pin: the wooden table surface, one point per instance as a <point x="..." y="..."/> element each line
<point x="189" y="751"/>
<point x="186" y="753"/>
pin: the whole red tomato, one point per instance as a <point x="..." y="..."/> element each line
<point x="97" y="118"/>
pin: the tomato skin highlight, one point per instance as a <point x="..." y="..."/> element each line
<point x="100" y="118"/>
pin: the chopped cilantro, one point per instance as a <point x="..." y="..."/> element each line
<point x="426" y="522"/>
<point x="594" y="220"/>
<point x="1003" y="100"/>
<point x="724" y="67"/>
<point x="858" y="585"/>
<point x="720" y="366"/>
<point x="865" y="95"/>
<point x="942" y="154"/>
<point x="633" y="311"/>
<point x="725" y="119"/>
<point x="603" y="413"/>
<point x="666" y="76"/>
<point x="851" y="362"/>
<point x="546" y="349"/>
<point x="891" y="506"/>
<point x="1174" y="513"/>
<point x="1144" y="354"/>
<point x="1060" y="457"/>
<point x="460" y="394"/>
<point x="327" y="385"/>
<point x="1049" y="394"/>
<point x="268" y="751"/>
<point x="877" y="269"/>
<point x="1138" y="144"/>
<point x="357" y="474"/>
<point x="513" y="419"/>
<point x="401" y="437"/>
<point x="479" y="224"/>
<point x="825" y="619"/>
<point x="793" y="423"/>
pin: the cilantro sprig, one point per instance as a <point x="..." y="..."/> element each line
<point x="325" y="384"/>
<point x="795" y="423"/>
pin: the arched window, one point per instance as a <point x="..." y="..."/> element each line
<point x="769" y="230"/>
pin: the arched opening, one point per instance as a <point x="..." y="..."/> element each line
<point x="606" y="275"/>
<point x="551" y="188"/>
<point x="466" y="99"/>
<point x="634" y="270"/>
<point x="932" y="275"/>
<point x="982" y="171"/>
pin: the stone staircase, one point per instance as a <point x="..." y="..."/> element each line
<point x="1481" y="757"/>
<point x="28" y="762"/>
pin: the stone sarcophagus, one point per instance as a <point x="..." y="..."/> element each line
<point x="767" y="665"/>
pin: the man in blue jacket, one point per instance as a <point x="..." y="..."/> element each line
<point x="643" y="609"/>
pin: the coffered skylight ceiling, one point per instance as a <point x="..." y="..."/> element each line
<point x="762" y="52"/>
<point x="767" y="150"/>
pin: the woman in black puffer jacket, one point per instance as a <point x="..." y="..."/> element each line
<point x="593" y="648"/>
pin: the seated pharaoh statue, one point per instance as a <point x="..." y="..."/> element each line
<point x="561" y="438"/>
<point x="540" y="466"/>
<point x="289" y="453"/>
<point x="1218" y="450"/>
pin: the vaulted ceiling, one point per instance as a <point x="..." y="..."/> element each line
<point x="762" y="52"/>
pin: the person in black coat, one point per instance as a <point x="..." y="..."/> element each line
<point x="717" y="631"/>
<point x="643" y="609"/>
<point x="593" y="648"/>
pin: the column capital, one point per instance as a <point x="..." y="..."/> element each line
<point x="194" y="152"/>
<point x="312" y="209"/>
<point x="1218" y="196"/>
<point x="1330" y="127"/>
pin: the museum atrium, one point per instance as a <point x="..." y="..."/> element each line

::::

PROBLEM TO WORK ON. Copy out every row above again, swapping "pin" for "mark" and leaving everything else as it is.

WRITTEN RESPONSE.
mark: the wooden table surface, one point per instance as a <point x="..." y="..."/> element each line
<point x="189" y="751"/>
<point x="186" y="753"/>
mark: the whole red tomato, one point per instance as a <point x="..." y="..."/> element each line
<point x="97" y="118"/>
mark: the tomato skin highlight, one point per instance as a <point x="..." y="..."/> element each line
<point x="100" y="118"/>
mark: the chopped cilantro, one point per instance as a <point x="..." y="..."/> element each line
<point x="426" y="522"/>
<point x="594" y="220"/>
<point x="1003" y="100"/>
<point x="724" y="67"/>
<point x="858" y="585"/>
<point x="720" y="366"/>
<point x="865" y="95"/>
<point x="942" y="154"/>
<point x="633" y="311"/>
<point x="725" y="119"/>
<point x="603" y="413"/>
<point x="666" y="76"/>
<point x="851" y="362"/>
<point x="546" y="349"/>
<point x="891" y="506"/>
<point x="1174" y="513"/>
<point x="1144" y="354"/>
<point x="1060" y="457"/>
<point x="460" y="394"/>
<point x="327" y="385"/>
<point x="1049" y="394"/>
<point x="268" y="751"/>
<point x="877" y="269"/>
<point x="1138" y="144"/>
<point x="357" y="474"/>
<point x="513" y="419"/>
<point x="401" y="437"/>
<point x="479" y="224"/>
<point x="825" y="619"/>
<point x="793" y="423"/>
mark: the cilantro sprig, one point per instance as a <point x="..." y="..."/> element each line
<point x="325" y="384"/>
<point x="795" y="423"/>
mark: the arched window, one point per instance as a <point x="..." y="..."/> element each line
<point x="769" y="230"/>
mark: the arched opening, one point per instance as a <point x="..." y="..."/> element each line
<point x="606" y="275"/>
<point x="551" y="188"/>
<point x="466" y="99"/>
<point x="634" y="270"/>
<point x="932" y="275"/>
<point x="982" y="171"/>
mark: the stone staircase, one point per instance as a <point x="..." y="..."/> element each line
<point x="1481" y="757"/>
<point x="28" y="762"/>
mark: the stone sarcophagus, one point per instance as a <point x="..." y="..."/> element each line
<point x="767" y="665"/>
mark: the man in blue jacket, one point per instance as a <point x="..." y="..."/> element each line
<point x="643" y="609"/>
mark: the coffered skylight ceiling, one point per instance as a <point x="..." y="..."/> element each line
<point x="762" y="52"/>
<point x="767" y="150"/>
mark: the woman in black puffer jacket, one point per instance as a <point x="..." y="..."/> element each line
<point x="593" y="648"/>
mark: the seated pharaoh statue, one point per instance as a <point x="..." y="..."/> element each line
<point x="561" y="438"/>
<point x="540" y="466"/>
<point x="289" y="453"/>
<point x="1218" y="450"/>
mark: the vaulted ceiling, one point per instance as a <point x="..." y="..."/> element each line
<point x="762" y="52"/>
mark: the person in black coat, one point per instance as a <point x="..." y="..."/> element each line
<point x="717" y="631"/>
<point x="643" y="609"/>
<point x="593" y="648"/>
mark: the column capital, one point per instance as a <point x="..." y="..."/> element each line
<point x="194" y="152"/>
<point x="312" y="209"/>
<point x="1218" y="196"/>
<point x="1330" y="127"/>
mark: the museum atrium, one point per instance as a <point x="..." y="..."/> element each line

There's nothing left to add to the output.